BRIEF 1 ▸
In the shipping news text, reproduce word for word the passage from "Although the northern" up to and including "for such events.".
BRIEF 2 ▸
List every headline that appears in the shipping news text.

TEXT PROVIDED Start Marker

Although the northern corridor connecting Europe and Russia has seen better transit times, overall rail volumes destined for the European Union have plummeted by over 40% since February 2022.
Persistent Rains from Tropical Storm Haikui Cause Chaos in Southern China
Tropical storm Haikui, which originated as a typhoon, has led to relentless rainfall across southern China for a week. After making landfall in Fujian province on September 5, the storm shifted towards Guangdong and Guangxi, resulting in significant flooding, blocked roads, and trapped citizens. Researchers warn that China’s typhoons are intensifying and affecting regions that might be less prepared for such events.
The relentless rains have caused landslides and destroyed infrastructure, which could disrupt the movement of goods. In addition, cities like Shenzhen, known for their robust flood defenses, experienced unprecedented rainfall levels. These factors could complicate logistics and affect supply chains, especially since more rain is expected in the coming days.
West Coast Ports Recover Market Share After Labor Agreement
In September 2023, Descartes Systems Group released its Global Shipping Report, revealing trends in U.S. container imports for August of the same year. According to the report, there was a slight uptick of 0.4% in import volumes compared to July, totaling over 2.1 million TEUs (Twenty-Foot Equivalent Units). This growth is in line with historical pre-pandemic peak-season figures. Furthermore, labor issues at West Coast ports were resolved as the ILWU (International Longshore and Warehouse Union) ratified a new agreement, leading to a market share increase for these ports.
The labor resolution is especially crucial when looking at the shifting balance between West Coast and East and Gulf Coast ports. West Coast ports, particularly the Ports of Los Angeles and Long Beach, saw significant volume gains last month. This contributed to a rise in their market share of total U.S. import container volume to 41.9%, up by 3.6% from the previous month. On the flip side, leading East and Gulf Coast ports experienced a decline in market share to 43.1%, a decrease of 3.3%. The Panama drought, though impacting global shipping, has not significantly affected U.S. container imports, as Gulf ports are witnessing their highest volumes this year. Stability seems to be returning to the supply chain, as August figures align well with 2019 metrics and port transit times remain low.
Bidding War Intensifies for Bankrupt Freight Terminals
A new leading bid has emerged for the terminals of a bankrupt freight company, Yellow. Court documents released on Wednesday, September 13, 2023, revealed a fresh bid of $1.525 billion. The Delaware bankruptcy court indicated that this new offer surpasses the previous one of $1.5 billion. With the deadline for a court ruling approaching on September 22, the new bid has been declared the best so far. An auction for these terminals is planned for late November if required.
This situation is noteworthy for those involved in logistics and freight services. The bankrupt company’s terminal portfolio sets a baseline for industry asset values, and the outcome could impact terminal availability and pricing in the sector. More importantly, the sale includes options like 30 days of rent-free equipment storage, which is worth more than $10 million. It should be noted that large unsecured claims, particularly those relating to pensions, still have to be resolved, and these could exceed $6.5 billion. The selling company also owns a significant amount of rolling stock, with a potential sale set for mid-October. The case draws the attention of numerous parties, highlighting its significance in the logistics and shipping industry.

TEXT PROVIDED End Marker
DATA LISTING Start Marker

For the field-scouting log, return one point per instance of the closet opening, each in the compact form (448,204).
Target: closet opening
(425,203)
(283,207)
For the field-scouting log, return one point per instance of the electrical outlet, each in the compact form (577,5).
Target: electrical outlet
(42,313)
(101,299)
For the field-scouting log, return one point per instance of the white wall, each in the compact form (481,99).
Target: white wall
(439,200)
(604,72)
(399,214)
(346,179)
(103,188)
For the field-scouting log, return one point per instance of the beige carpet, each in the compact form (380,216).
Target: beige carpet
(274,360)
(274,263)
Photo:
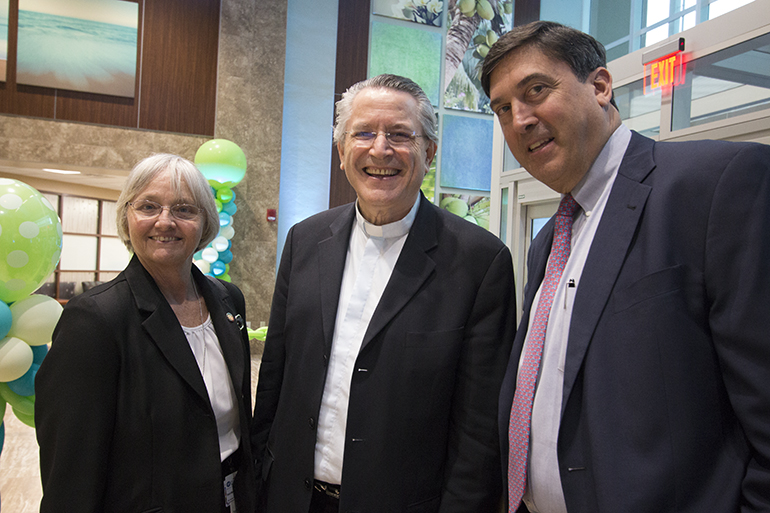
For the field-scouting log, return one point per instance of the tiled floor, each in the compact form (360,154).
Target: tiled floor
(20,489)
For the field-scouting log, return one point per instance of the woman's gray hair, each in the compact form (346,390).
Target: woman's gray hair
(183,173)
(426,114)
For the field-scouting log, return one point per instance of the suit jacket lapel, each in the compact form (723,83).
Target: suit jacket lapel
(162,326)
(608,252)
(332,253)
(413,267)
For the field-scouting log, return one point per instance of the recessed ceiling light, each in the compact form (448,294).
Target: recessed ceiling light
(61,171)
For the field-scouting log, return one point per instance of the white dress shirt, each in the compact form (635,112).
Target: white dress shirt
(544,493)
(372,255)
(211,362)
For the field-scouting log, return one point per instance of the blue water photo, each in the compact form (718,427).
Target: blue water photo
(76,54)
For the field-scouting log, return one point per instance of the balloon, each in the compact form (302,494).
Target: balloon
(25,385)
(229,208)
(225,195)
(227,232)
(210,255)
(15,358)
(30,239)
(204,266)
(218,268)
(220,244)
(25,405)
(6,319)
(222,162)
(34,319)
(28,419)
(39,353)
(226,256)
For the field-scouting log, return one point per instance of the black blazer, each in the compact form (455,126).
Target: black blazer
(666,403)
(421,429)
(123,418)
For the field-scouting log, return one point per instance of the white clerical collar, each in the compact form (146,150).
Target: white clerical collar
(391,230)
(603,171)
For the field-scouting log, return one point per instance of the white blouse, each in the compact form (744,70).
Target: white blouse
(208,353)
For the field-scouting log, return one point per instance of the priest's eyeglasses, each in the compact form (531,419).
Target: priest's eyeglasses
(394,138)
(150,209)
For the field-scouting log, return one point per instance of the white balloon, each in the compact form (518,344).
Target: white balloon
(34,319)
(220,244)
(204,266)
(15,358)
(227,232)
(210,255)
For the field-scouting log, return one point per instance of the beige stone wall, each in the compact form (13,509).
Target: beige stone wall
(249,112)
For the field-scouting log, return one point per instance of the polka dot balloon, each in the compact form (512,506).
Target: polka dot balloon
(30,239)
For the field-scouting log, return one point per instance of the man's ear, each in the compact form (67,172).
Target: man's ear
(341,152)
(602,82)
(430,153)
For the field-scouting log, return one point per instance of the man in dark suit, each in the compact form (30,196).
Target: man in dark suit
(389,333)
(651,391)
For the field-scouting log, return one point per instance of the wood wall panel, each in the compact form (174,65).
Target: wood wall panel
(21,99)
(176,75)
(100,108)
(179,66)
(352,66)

DATA LISTING End Marker
DATA LISTING Start Marker

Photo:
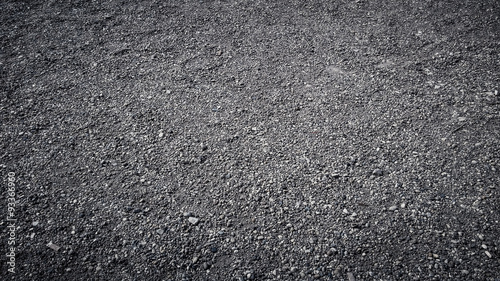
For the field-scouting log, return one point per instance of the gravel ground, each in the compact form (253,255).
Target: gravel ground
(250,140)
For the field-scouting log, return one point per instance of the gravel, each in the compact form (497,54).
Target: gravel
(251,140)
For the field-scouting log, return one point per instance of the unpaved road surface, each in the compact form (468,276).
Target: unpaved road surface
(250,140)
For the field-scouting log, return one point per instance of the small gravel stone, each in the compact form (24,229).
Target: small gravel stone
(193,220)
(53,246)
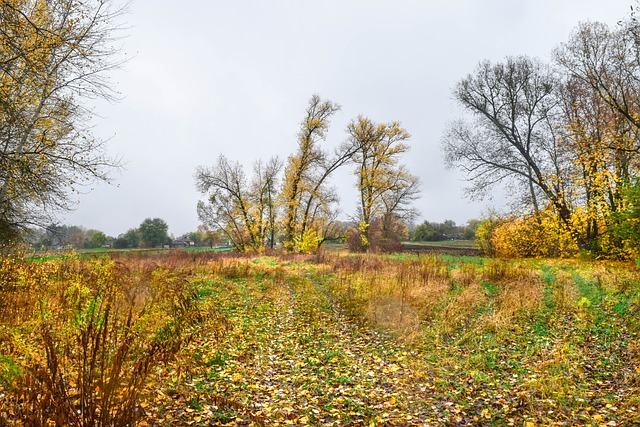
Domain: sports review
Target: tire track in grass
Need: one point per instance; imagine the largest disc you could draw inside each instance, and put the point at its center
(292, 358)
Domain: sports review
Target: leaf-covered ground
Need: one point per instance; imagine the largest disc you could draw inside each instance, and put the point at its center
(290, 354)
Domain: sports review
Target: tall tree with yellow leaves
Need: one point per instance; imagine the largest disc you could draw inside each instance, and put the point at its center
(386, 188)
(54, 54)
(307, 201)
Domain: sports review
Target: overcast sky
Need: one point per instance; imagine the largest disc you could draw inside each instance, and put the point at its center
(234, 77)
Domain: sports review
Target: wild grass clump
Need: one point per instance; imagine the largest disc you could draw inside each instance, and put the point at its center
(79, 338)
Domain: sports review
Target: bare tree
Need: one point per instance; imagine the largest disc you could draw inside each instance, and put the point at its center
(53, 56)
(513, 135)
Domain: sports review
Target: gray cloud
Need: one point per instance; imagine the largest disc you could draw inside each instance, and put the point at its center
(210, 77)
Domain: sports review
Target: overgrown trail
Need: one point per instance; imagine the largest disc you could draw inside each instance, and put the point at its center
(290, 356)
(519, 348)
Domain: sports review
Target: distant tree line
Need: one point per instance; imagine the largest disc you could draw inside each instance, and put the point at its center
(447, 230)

DATA LISTING End Marker

TASK ANSWER 1 ▸
Although the northern corridor connecting Europe and Russia has seen better transit times, overall rail volumes destined for the European Union have plummeted by over 40% since February 2022.
Persistent Rains from Tropical Storm Haikui Cause Chaos in Southern China
Tropical storm Haikui, which originated as a typhoon, has led to relentless rainfall across southern China for a week. After making landfall in Fujian province on September 5, the storm shifted towards Guangdong and Guangxi, resulting in significant flooding, blocked roads, and trapped citizens. Researchers warn that China’s typhoons are intensifying and affecting regions that might be less prepared for such events.

TASK ANSWER 2 ▸
Persistent Rains from Tropical Storm Haikui Cause Chaos in Southern China
West Coast Ports Recover Market Share After Labor Agreement
Bidding War Intensifies for Bankrupt Freight Terminals